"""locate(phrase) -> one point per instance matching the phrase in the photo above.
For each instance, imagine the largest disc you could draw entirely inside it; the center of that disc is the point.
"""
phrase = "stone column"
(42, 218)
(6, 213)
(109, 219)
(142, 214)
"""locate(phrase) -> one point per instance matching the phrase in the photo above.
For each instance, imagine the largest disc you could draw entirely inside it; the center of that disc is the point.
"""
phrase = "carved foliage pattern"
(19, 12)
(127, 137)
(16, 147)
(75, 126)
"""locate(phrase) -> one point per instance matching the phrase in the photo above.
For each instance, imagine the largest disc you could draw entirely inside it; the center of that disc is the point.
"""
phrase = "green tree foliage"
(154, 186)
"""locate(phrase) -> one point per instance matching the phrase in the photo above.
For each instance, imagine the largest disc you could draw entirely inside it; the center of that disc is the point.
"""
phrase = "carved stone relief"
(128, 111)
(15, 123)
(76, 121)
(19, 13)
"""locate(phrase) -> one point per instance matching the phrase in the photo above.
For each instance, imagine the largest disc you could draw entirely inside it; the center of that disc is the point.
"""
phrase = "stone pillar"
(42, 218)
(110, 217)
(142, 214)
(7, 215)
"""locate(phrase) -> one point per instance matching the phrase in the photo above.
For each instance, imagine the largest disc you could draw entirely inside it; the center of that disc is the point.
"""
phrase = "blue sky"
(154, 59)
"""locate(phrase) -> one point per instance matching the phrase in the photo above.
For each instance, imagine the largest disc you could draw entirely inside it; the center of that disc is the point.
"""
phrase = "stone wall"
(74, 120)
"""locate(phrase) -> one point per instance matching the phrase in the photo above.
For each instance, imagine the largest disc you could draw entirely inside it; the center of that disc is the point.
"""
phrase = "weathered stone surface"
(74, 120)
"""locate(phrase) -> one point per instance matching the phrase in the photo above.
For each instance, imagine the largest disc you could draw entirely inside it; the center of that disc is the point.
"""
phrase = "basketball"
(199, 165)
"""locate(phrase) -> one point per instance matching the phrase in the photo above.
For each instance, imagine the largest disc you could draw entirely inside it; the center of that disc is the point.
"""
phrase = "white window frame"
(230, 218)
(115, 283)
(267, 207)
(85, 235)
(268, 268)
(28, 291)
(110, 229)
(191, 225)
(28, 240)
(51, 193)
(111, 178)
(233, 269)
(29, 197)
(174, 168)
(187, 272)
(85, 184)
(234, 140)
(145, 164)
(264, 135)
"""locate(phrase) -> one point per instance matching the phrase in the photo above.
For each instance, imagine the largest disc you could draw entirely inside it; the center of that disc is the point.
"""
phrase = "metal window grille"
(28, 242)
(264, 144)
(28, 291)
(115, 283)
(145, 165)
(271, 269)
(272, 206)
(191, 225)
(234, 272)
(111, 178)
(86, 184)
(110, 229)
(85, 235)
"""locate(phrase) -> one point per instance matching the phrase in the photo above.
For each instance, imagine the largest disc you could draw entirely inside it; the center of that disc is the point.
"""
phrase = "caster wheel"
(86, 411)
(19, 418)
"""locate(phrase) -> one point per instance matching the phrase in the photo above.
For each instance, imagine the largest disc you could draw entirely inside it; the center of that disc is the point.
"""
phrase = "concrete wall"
=======
▶ **Exercise instructions**: From the first line to the last, reproduce the data above exactly.

▶ **Problem solution**:
"""locate(phrase) -> one point per instance matching the phrase in the photo above.
For each instance, imagine the largest disc you could draw entirely inside it; the center of that disc is the point.
"""
phrase = "stone column"
(42, 218)
(6, 213)
(109, 219)
(142, 214)
"""locate(phrase) -> one point per instance matching the phrase in the photo above.
For each instance, imagine the largest disc you could draw entirely inside it; the center of that disc is the point.
"""
phrase = "carved foliage pattern"
(19, 12)
(127, 137)
(16, 147)
(75, 126)
"""locate(phrase) -> one point per instance matching the phrase in the photo above.
For each instance, imagine the largest disc you could draw entirely inside it; the center of that disc is the point.
"""
phrase = "green tree foliage"
(154, 186)
"""locate(phrase) -> one point per instance matching the phrase in the photo above.
For each instance, imagine the largest disc you could draw entirely inside it; the center of that disc is the point.
"""
phrase = "carved stone relief"
(128, 111)
(15, 123)
(76, 121)
(19, 13)
"""locate(phrase) -> one point per instance matching the phrase in the photo above.
For each instance, imagine the largest disc you could draw entirely inside it; the center of that disc is the point.
"""
phrase = "stone pillar"
(42, 218)
(110, 217)
(142, 214)
(7, 215)
"""locate(phrase) -> one point per instance matching the phrase in the photo above.
For each instance, imagine the largest disc you could draw entirely inside it; the center of that disc is the point.
"""
phrase = "blue sky"
(154, 59)
"""locate(phrase) -> one point per instance matching the phrase in the photo above.
For each instance, imagine the largest disc you could draw entirely inside it; the center of that disc is the point.
"""
phrase = "stone wall"
(74, 120)
"""locate(phrase) -> one point per instance matching the phrase in the photo above.
For each instance, imagine the largest disc you could draw entirely inside it; the center of that disc is the point.
"""
phrase = "weathered stone surface"
(74, 120)
"""locate(phrase) -> one point per instance matching the phrase in the photo above.
For each instance, imagine the largest disc you could draw entirely inside it; the center of that disc is the point.
"""
phrase = "basketball"
(199, 165)
"""locate(phrase) -> one point per instance matching the phrase in the photo above.
For each instance, imagine the largest disc you could draw entirely inside it; the center of that disc is the point.
"""
phrase = "white window frame"
(230, 218)
(115, 283)
(267, 207)
(85, 235)
(268, 268)
(28, 291)
(110, 229)
(191, 225)
(28, 240)
(51, 193)
(111, 178)
(233, 269)
(29, 197)
(174, 168)
(187, 272)
(85, 184)
(234, 140)
(145, 164)
(264, 135)
"""locate(phrase) -> one point per instance matching the phrase in the photo above.
For each instance, imagine the largest disc you could draw entirely inside it; the center of that disc is the point.
"""
phrase = "metal window grille"
(28, 242)
(264, 144)
(28, 291)
(115, 283)
(145, 165)
(271, 269)
(272, 206)
(191, 225)
(234, 272)
(111, 178)
(86, 184)
(110, 229)
(85, 235)
"""locate(phrase) -> one point per instance matching the phrase in the photo above.
For each instance, imagine the largest disc you could draw entirely inside it; the center of that disc is the point.
"""
phrase = "caster wheel"
(86, 411)
(19, 418)
"""locate(phrase) -> one point per instance matching the phrase in the photo above.
For each instance, imagine the largest disc you could draw entirely inside it; the center of that disc is the point.
"""
phrase = "concrete wall"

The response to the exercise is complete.